提示文書:
────────────────────
説明

異形管及びその敷設方法

【課題】分岐口部、弁部、または、曲部などの異形部を備えた鋳鉄製の異形管において、その敷設が容易な異形管及びその敷設方法を提供すること。
【解決手段】少なくとも1つの異形部2を有する鋳鉄製の異形管1において、異形管1の少なくとも一方の端部に長さ調節のための切断代L2を備えたことにより、異形管1の異形部2を最適な所定の設置位置に収まるように位置決めした上で、異形管1の両側の管路の位置にそれぞれ対応して異形管1の長さを調節できるため、異形部2を所定の位置に配設できるとともに、異形管1の両側に接続される管路に切断加工を施すことなく、管路の敷設を迅速に行うことができる。

【発明の詳細な説明】
【技術分野】
【0001】
本発明は、少なくとも1つの異形部を備えた鋳鉄製の異形管及びその敷設方法に関する。
【背景技術】
【0002】
従来、ダクタイル鋳鉄管などの金属管を管路に沿って敷設していく場合、管を切断する場合が多い。例えば、管の受口と挿口とを互いに接合するものにおいて管長さが合わないときは、管の敷設現場で挿口側を所要の長さに切断する切り管を行うことで、その長さが調整されることが多い。(例えば、特許文献1参照)。
────────────────────
(領域ラベリング記録)

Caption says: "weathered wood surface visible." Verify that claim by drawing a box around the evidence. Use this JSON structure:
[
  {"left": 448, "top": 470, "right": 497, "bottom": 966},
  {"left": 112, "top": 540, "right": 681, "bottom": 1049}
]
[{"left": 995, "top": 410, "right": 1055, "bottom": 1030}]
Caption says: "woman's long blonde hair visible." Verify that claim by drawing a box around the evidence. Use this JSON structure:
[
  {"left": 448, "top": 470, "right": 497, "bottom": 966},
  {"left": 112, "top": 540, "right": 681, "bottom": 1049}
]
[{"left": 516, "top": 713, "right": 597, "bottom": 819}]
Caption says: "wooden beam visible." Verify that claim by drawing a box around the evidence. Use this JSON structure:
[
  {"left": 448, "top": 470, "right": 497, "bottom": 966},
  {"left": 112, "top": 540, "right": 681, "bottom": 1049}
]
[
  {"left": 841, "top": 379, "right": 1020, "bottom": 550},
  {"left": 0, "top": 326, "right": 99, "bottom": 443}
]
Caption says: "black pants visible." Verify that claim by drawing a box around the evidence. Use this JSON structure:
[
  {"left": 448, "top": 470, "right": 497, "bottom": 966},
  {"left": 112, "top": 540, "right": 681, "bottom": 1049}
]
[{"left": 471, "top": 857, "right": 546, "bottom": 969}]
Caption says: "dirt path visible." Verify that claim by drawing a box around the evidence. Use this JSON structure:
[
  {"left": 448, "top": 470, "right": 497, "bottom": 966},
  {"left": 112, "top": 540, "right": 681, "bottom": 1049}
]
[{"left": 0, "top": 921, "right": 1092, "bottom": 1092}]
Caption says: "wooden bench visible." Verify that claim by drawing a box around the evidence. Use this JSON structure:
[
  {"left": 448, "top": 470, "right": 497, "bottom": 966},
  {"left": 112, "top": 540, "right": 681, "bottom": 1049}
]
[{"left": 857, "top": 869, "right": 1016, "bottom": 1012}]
────────────────────
問題:
[1] 異形管に関する文書について、次の問いに答えなさい。
(a) 課題の欄で、異形部の例として挙げられているものは何か。
(b) 解決手段の欄によれば、異形管の少なくとも一方の端部には何が備えられているか。
(c) 背景技術の欄によれば、管長さが合わないとき、敷設現場ではどちら側を切断するか。
[2] 異形管に関する文書を、末尾の文の直後から書き継ぎなさい。

解答:
[1]
(a) 分岐口部、弁部、曲部
(b) 長さ調節のための切断代L2
(c) 挿口側

[2]
【0003】
ところで、例えば、分岐口部、弁部、曲り部などの異形部を備えた異形管においては、分岐口部、弁部、曲り部などの異形部が最適な設置位置に収まるように位置決めされ、両側の管路に接続される必要がある。このとき、例えば異形管の両側の管路が既に配設してある場合、大規模工事を避けるためこれ等既設の管路の切断が制限され、したがって異形管を切断する必要が生じるが、異形部を備えているので異形管の全体の管長さを所定の長さに切断すればよいというものではなく、異形部の最適な設置位置を基準にして両側の管路に接続できる管長さで無駄なく切断される必要がある。また、異形管の一端に挿口または受口が設けられ、他端には何らの加工もされていないような場合には、できるだけ、挿口等が設けられている側の端部の切断を行うことなく、挿口等が設けられていない側の端部を切断して両側の管路に接続ができれば、合理的である。
【先行技術文献】
【特許文献】
【0004】
【特許文献1】特開平10−281358号公報(第2頁、第4図)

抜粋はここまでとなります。